#### [DIRECTIONS]
Exact transcription of the records is required.

(Source data)
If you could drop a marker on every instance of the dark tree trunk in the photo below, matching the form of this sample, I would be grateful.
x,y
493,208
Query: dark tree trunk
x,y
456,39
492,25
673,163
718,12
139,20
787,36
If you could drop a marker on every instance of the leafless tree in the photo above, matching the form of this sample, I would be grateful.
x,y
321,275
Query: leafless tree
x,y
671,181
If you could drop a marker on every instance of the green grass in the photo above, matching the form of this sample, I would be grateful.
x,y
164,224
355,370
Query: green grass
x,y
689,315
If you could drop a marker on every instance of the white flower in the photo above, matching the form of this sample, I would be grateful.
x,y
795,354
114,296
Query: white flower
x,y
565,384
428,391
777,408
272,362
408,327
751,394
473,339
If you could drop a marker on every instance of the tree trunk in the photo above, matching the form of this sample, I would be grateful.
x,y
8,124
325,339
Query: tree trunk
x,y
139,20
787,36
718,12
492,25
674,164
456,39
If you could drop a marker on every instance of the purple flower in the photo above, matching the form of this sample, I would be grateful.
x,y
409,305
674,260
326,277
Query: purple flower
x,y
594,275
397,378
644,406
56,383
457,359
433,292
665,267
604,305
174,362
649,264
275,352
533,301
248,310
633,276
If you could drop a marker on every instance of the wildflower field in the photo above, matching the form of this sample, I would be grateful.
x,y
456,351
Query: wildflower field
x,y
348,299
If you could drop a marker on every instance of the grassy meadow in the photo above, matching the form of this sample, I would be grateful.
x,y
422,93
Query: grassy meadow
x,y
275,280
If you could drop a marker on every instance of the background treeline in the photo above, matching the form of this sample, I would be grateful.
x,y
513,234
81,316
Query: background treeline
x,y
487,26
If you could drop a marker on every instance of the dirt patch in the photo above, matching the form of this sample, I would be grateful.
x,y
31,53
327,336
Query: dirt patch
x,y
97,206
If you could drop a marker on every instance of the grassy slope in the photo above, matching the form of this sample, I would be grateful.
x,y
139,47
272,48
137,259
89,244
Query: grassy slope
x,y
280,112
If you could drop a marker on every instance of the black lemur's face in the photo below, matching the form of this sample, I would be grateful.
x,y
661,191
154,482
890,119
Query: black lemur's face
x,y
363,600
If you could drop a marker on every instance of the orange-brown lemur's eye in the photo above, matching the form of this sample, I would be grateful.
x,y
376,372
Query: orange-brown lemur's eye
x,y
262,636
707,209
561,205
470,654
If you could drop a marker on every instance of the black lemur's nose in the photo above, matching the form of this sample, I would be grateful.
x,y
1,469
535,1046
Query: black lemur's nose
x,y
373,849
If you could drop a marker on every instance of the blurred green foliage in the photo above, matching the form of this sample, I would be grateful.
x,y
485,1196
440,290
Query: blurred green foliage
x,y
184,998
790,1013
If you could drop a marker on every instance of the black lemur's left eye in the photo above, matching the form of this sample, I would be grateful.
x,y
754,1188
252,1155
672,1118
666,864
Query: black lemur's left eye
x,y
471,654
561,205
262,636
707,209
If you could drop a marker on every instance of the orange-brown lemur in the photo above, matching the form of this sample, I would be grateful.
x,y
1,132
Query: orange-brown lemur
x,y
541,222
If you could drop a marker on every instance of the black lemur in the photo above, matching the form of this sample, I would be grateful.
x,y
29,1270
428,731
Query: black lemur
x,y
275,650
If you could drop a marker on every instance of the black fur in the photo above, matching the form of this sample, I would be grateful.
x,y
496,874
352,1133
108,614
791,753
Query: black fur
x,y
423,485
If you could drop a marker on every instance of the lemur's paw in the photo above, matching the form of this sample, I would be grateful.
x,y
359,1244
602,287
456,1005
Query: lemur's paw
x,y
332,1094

#### [WRITTEN RESPONSE]
If you could drop a marker on every instance of the dark tree trunk in the photo below, matching the form of this sample, I would be grateful.
x,y
493,208
Query: dark tree trunk
x,y
456,39
492,25
673,163
718,12
139,20
787,36
If you could drop a marker on every instance of the leafless tree in the photo above, matching the form of this sample, I would be grateful.
x,y
321,275
Query: leafless tree
x,y
671,181
If you could drop a marker on every instance of the green grass in the photo above, matching the form of this sample, I would be grateful.
x,y
164,224
355,370
Query: green grass
x,y
689,315
If you could drop a marker on every instance of the white flower in the photo above, matching the form of this sample, I would be grateful.
x,y
795,354
114,296
Query: white flower
x,y
565,384
428,391
777,408
272,362
408,327
751,394
473,339
If you could drop a marker on every instance of the tree trunk in the photo above, matching the form of this sample, I would be grateful.
x,y
8,124
325,339
Query: tree trunk
x,y
139,20
787,36
718,12
492,25
674,164
456,39
If you could drop a marker on every instance of the purple flower in the photo above, matching the form of this sample, I would be grateful.
x,y
409,305
674,260
326,277
Query: purple flower
x,y
594,275
397,378
644,406
56,383
457,359
433,292
665,267
604,305
174,362
649,264
275,352
533,301
248,310
633,276
If you could drop a marker on every instance of the wildflower field in the photo above, matching the form of this sample, I would be grateful.
x,y
456,351
Query: wildflower field
x,y
348,299
If you could drop a marker on every instance of the grassy meadow in the photo above, matching the form of this sample, I would be grateful.
x,y
422,93
Query: grassy meadow
x,y
275,280
If you could drop a marker on every instance of the background treeline in the photo above, matching the form of this sample, I would be grateful.
x,y
513,234
81,316
Query: background treeline
x,y
487,26
If you could drop a marker on every instance of the dirt patch in the photo above, matching the form of this sample, I would be grateful.
x,y
31,53
327,336
Query: dirt patch
x,y
97,206
If you could drop a marker on every instance of the grassy slope in the photo above, matching the form of this sample, I would be grateful.
x,y
139,47
272,48
137,259
89,244
Query: grassy slope
x,y
280,112
If you could drop a marker on every instance of the black lemur's face in the photo below, matching the form of this sample, I would be grateful.
x,y
661,191
154,482
890,119
Query: black lemur's face
x,y
363,600
If you could drop a marker on every instance of the orange-brown lemur's eye in the photo above, matching the form of this sample, I would be grateful.
x,y
376,372
Query: orange-brown lemur's eye
x,y
262,636
707,209
561,205
470,654
If you could drop a marker on every instance of the black lemur's nose in the photo above, matching the form of this sample, I would be grateful.
x,y
1,469
535,1046
Query: black lemur's nose
x,y
373,849
If you could drop a marker on every instance of the blurred green foliage in the photo above, matching the form of this sample, I would be grateful.
x,y
485,1196
440,290
Query: blurred green foliage
x,y
184,998
790,1013
If you could drop a marker on every instance of the black lemur's left eye in the photo above, matching the form of this sample, I would be grateful.
x,y
754,1188
252,1155
672,1118
666,864
Query: black lemur's left eye
x,y
471,654
561,205
262,636
707,209
If you could drop a marker on every instance of the orange-brown lemur in the photo above, matching the form of this sample, I would be grateful.
x,y
1,132
Query: orange-brown lemur
x,y
541,222
If you could drop a marker on every instance of the black lemur in the photo above, matching the form of this sample, I would be grateful.
x,y
29,1270
428,731
Query: black lemur
x,y
275,650
If you could drop a marker on every instance of the black fur in the photo above, matching the form of this sample, I would be grateful.
x,y
496,874
352,1133
108,614
791,753
Query: black fur
x,y
423,485
If you could drop a marker on every instance of the lemur's paw in the photo above, matching the form of this sample, I would be grateful.
x,y
359,1244
602,287
456,1005
Query: lemur's paw
x,y
332,1094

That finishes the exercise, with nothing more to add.